Problem description
Reproduce every line of the items below as a numbered list, skipping any blank lines and leaving the pictures out.

━━━ Entries provided

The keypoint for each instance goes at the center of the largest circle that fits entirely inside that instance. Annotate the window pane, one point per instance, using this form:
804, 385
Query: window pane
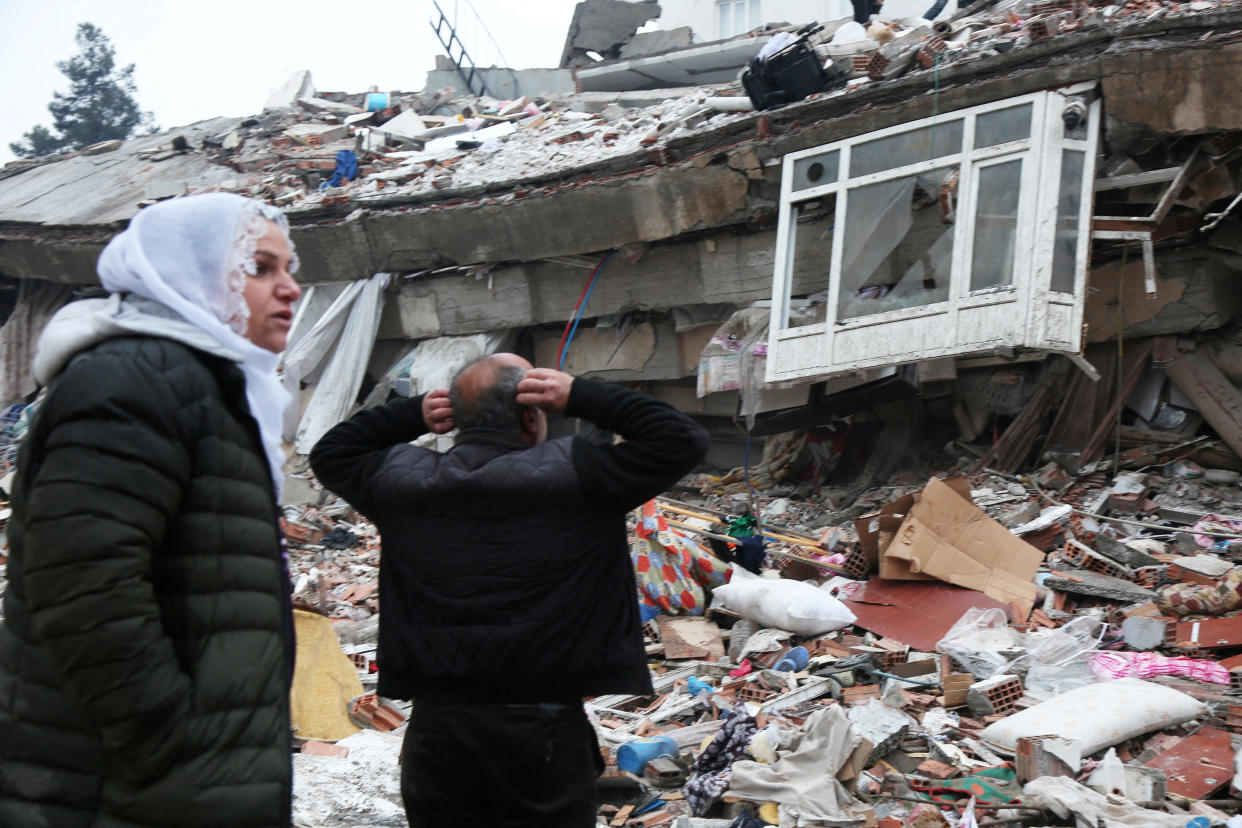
906, 148
810, 260
995, 225
1002, 126
815, 170
1065, 251
898, 250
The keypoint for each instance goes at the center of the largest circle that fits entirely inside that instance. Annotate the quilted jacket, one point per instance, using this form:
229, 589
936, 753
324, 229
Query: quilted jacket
506, 572
143, 652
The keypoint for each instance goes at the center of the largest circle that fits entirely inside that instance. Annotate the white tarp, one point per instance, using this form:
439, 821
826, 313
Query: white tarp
432, 364
335, 351
804, 777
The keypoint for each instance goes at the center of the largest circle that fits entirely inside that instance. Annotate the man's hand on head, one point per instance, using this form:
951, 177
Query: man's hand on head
547, 389
437, 412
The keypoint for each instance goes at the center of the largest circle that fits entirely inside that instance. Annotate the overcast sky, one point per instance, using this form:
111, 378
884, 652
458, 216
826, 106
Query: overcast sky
200, 60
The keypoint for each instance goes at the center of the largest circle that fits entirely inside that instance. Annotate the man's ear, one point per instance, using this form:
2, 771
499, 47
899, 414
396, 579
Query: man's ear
529, 421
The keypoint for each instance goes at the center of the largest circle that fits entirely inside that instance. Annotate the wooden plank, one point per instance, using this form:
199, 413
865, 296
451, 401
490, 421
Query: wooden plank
1134, 361
1212, 394
1010, 452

━━━━━━

The result
1. The keypoint for each instance goes at the center of the largest circle that fits entirely inside that instance. Annotate the window pane, one point per instance, using this form:
2. 804, 385
3. Query: window pane
4. 906, 148
5. 810, 260
6. 995, 225
7. 1002, 126
8. 815, 170
9. 1065, 251
10. 898, 250
11. The keypoint for each instance goes at the center of the largest circle that fits entirely inside that instance. Annotate the quilted jacket, one point per instance, using this form:
12. 229, 589
13. 936, 753
14. 324, 229
15. Query: quilted jacket
16. 506, 572
17. 143, 652
18. The keypoint for each instance goes at the center of the largest circle that fits entirely inside that instance. Annotate the white tarp, one point per instance, using this form:
19. 439, 821
20. 826, 313
21. Query: white tarp
22. 432, 364
23. 335, 351
24. 804, 777
25. The keypoint for each instance goes at the center of the largest circle that fits entirely inside that instance. Annotate the man's hand on head, one point per instance, using this form:
26. 951, 177
27. Query: man's hand on head
28. 547, 389
29. 437, 412
30. The keypoint for each instance goes at the center of the largest circle that fits entirely inside that instance. Annotate the overcast sky, one point per instance, using this form:
31. 111, 378
32. 884, 652
33. 458, 216
34. 826, 106
35. Query: overcast sky
36. 200, 60
37. The keypoint for each instance goes at the center of the largest circle that fits entirely inside that instance. Annotate the man's ear, one point per instance, using this form:
38. 2, 771
39. 499, 47
40. 899, 414
41. 396, 579
42. Query: man's ear
43. 529, 421
44. The keypoint for each instance goes at the center of the largest circle that fits entirely inside that instance. Annotate the wooden plank, one point per instance, using this form:
45. 199, 413
46. 865, 296
47. 451, 401
48. 490, 421
49. Query: wooden plank
50. 1134, 361
51. 1212, 394
52. 1010, 452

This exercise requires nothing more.